### Written task:
Reproduce each of the following records word for word, keeping every line unchanged.

### Entries shown:

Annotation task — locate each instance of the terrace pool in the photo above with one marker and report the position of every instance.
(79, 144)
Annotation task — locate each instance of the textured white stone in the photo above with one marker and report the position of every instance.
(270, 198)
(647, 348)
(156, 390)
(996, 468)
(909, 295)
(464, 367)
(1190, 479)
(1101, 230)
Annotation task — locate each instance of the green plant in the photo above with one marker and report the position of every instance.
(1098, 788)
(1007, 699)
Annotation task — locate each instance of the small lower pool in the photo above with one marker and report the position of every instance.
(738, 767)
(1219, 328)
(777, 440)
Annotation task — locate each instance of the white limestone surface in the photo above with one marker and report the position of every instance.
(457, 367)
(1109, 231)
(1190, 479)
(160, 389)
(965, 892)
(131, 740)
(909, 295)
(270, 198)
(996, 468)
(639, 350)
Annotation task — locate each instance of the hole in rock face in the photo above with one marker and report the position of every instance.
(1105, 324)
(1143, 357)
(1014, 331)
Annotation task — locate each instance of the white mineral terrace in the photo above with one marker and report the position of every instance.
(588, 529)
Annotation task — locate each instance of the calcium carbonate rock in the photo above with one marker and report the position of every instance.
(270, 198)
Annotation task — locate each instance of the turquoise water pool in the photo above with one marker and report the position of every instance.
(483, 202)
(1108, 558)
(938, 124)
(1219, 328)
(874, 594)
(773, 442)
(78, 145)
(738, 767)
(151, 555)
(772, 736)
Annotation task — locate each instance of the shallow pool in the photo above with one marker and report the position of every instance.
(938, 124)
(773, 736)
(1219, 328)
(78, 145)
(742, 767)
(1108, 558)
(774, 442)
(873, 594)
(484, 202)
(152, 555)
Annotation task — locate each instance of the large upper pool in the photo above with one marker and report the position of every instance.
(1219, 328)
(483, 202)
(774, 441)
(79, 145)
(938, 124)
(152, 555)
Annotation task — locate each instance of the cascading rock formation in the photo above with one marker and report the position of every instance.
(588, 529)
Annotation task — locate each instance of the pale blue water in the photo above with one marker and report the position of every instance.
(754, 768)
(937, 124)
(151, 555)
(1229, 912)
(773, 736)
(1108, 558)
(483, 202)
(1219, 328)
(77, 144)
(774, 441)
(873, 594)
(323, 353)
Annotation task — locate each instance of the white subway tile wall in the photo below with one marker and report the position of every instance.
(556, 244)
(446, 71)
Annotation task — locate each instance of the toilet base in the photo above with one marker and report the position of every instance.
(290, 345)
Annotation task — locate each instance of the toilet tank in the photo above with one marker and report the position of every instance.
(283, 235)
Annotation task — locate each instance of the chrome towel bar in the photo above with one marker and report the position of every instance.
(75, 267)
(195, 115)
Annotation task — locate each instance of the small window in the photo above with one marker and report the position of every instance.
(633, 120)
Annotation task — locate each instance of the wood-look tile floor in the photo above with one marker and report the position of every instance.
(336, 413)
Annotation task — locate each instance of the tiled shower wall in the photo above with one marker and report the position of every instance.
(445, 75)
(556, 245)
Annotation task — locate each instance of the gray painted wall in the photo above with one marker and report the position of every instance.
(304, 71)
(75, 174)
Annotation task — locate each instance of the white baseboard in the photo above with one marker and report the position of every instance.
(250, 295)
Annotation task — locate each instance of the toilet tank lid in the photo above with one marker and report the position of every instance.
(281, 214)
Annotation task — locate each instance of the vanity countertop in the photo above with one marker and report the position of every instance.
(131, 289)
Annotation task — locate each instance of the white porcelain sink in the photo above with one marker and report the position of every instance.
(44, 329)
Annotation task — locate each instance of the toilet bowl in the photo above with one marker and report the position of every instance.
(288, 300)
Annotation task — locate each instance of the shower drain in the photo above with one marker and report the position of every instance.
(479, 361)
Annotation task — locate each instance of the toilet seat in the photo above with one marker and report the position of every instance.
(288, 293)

### Written reply:
Annotation task — locate each instance of the terrace pool in the photo above with one marker and report the position of every instance.
(79, 144)
Annotation task — locate each instance of the textured white stone in the photo above with one marker and report the position of every instance.
(270, 198)
(647, 348)
(156, 390)
(996, 468)
(909, 295)
(464, 367)
(1190, 479)
(1101, 230)
Annotation task — locate each instance of the green plant in the photo above with one marker and report the position of every instance.
(1098, 788)
(1007, 699)
Annotation task — locate each instance of the small lower pool in the photo above with one marker and report the position of every instance.
(738, 767)
(1219, 328)
(777, 440)
Annotation task — locate each instance of the white limestone surface in the photo above with one marker and report the position of every instance.
(457, 367)
(1109, 231)
(1190, 479)
(160, 389)
(965, 892)
(131, 740)
(909, 295)
(270, 198)
(996, 468)
(639, 350)
Annotation task — locate each instance of the hole in rock face in the photo above with one marker and report the position of every instance.
(1105, 324)
(1143, 357)
(1014, 331)
Annotation task — locate each instance of the white mineral terrace in the photo above with one marker and report the position of every instance.
(588, 529)
Annotation task — locate each instance of the calcium carbonate rock in the photo above with one marker and report the position of every instance.
(270, 198)
Annotation task — locate each instance of the turquoise water pool in the photo above with one marker and report the position of every instance.
(483, 202)
(1108, 558)
(938, 124)
(1219, 328)
(874, 594)
(773, 442)
(78, 145)
(738, 767)
(151, 555)
(772, 736)
Annotation task — locate each instance of the shallow pool in the photo above with one marker and report the position of every instance.
(938, 124)
(773, 736)
(1219, 328)
(78, 145)
(742, 767)
(1108, 558)
(774, 442)
(873, 594)
(484, 202)
(152, 555)
Annotation task — locate each instance of the large upper pool in the photo above with one marker and report the position of every instance.
(1219, 328)
(483, 202)
(774, 441)
(79, 145)
(938, 124)
(152, 555)
Annotation task — locate each instance of the cascading rock formation in the photo above with one marker and report the position of every instance.
(588, 529)
Annotation task — locate each instance of the pale blue water in the photo above with one marker and report the position of every instance.
(754, 768)
(937, 124)
(151, 555)
(1229, 912)
(773, 736)
(1108, 558)
(483, 202)
(1219, 328)
(77, 144)
(774, 441)
(873, 594)
(323, 353)
Annotation task — locate each instance of the white subway tile wall in the photo below with one marker and report the position of every instance.
(556, 244)
(446, 71)
Annotation task — locate each instance of the toilet base in the photo above with one marker and report the position of every instance.
(290, 345)
Annotation task — locate each instance of the toilet tank in the photo above with one marker and report the position of every instance.
(283, 235)
Annotation task — locate each instance of the chrome towel bar in the photo above with one marker and report the position of every instance.
(75, 267)
(195, 115)
Annotation task — locate each instance of the small window in the photo above with one marker and report the position of every instance.
(633, 120)
Annotation task — locate each instance of the wood-look tile floor in the photo above with one marker and report the position of every instance.
(336, 413)
Annotation task — locate each instance of the tiled shower wall in the photo above with one marker and report the position of every instance.
(445, 75)
(556, 245)
Annotation task — locate each instance of the gray painted wall in the photo above with one marker and report the position of every instance.
(304, 71)
(75, 174)
Annotation task — locate each instance of the white baseboard in the photo above with one marker and report the position of every instance.
(250, 295)
Annotation task — locate each instance of the toilet tank lid in the photo above with one marker and report the position of every instance.
(281, 214)
Annotation task — locate each instance of the vanity countertop in the photo above with one marker and report the position of every instance.
(131, 289)
Annotation task — locate each instance of the white porcelain sink in the photo above with one marker and report the position of every instance.
(44, 329)
Annotation task — locate each instance of the toilet bowl in the photo above with one marker and report the position of every instance.
(288, 300)
Annotation task — locate each instance of the shower drain in the photo above with one marker and report the position of every instance.
(479, 361)
Annotation task — locate each instance of the toilet seat in the photo above with one marker and report the position of every instance.
(288, 293)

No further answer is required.